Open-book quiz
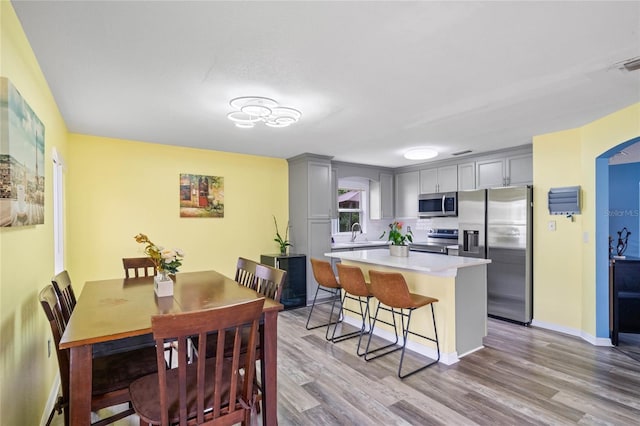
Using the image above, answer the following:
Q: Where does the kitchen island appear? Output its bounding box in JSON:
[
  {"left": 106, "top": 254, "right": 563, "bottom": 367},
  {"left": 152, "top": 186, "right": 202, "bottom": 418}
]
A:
[{"left": 324, "top": 250, "right": 491, "bottom": 364}]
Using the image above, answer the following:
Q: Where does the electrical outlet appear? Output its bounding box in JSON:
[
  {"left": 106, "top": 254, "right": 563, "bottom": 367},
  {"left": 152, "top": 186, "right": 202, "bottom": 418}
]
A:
[{"left": 548, "top": 220, "right": 556, "bottom": 231}]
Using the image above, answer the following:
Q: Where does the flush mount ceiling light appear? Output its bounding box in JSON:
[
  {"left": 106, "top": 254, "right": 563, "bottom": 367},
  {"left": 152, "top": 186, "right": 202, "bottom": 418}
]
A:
[
  {"left": 404, "top": 148, "right": 438, "bottom": 160},
  {"left": 227, "top": 96, "right": 302, "bottom": 128}
]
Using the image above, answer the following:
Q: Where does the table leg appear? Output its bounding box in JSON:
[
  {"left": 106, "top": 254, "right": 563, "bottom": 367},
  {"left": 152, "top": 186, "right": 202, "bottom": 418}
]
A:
[
  {"left": 261, "top": 311, "right": 278, "bottom": 426},
  {"left": 69, "top": 344, "right": 92, "bottom": 425}
]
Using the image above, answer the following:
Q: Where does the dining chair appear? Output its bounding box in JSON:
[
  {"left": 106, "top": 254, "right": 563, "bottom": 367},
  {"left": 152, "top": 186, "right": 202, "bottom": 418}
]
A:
[
  {"left": 234, "top": 257, "right": 260, "bottom": 290},
  {"left": 306, "top": 258, "right": 343, "bottom": 339},
  {"left": 51, "top": 270, "right": 76, "bottom": 325},
  {"left": 40, "top": 285, "right": 159, "bottom": 426},
  {"left": 364, "top": 270, "right": 440, "bottom": 379},
  {"left": 122, "top": 256, "right": 157, "bottom": 278},
  {"left": 128, "top": 298, "right": 265, "bottom": 426}
]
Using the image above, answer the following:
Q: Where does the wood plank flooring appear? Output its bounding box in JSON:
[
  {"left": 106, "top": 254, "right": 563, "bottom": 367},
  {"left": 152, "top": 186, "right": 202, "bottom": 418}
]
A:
[{"left": 50, "top": 304, "right": 640, "bottom": 425}]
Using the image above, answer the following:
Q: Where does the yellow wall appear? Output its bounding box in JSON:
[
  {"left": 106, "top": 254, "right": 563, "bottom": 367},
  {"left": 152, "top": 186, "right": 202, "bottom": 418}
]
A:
[
  {"left": 0, "top": 2, "right": 70, "bottom": 424},
  {"left": 66, "top": 134, "right": 289, "bottom": 292},
  {"left": 533, "top": 103, "right": 640, "bottom": 337}
]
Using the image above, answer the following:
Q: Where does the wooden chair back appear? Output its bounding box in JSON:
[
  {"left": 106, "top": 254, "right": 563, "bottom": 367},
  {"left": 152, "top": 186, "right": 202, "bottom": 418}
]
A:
[
  {"left": 123, "top": 257, "right": 157, "bottom": 278},
  {"left": 255, "top": 263, "right": 287, "bottom": 303},
  {"left": 234, "top": 257, "right": 259, "bottom": 290},
  {"left": 130, "top": 298, "right": 265, "bottom": 425},
  {"left": 39, "top": 285, "right": 71, "bottom": 425},
  {"left": 51, "top": 270, "right": 76, "bottom": 325}
]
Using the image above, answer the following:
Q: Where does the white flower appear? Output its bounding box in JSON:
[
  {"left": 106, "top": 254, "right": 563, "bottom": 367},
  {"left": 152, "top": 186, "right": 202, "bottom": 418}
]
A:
[{"left": 161, "top": 249, "right": 177, "bottom": 261}]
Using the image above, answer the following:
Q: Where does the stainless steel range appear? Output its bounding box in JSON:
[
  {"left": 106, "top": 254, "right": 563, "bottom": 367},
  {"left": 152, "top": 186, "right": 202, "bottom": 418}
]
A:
[{"left": 410, "top": 228, "right": 459, "bottom": 255}]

__________________________________________________

Assigned task: Could you show every line of the listing that holds the string "chair"?

Reply:
Q: Where does the dining chair appear? Output its bounding box in JSON:
Q: Where does the wooden chair back appear? Output its bounding box in JSON:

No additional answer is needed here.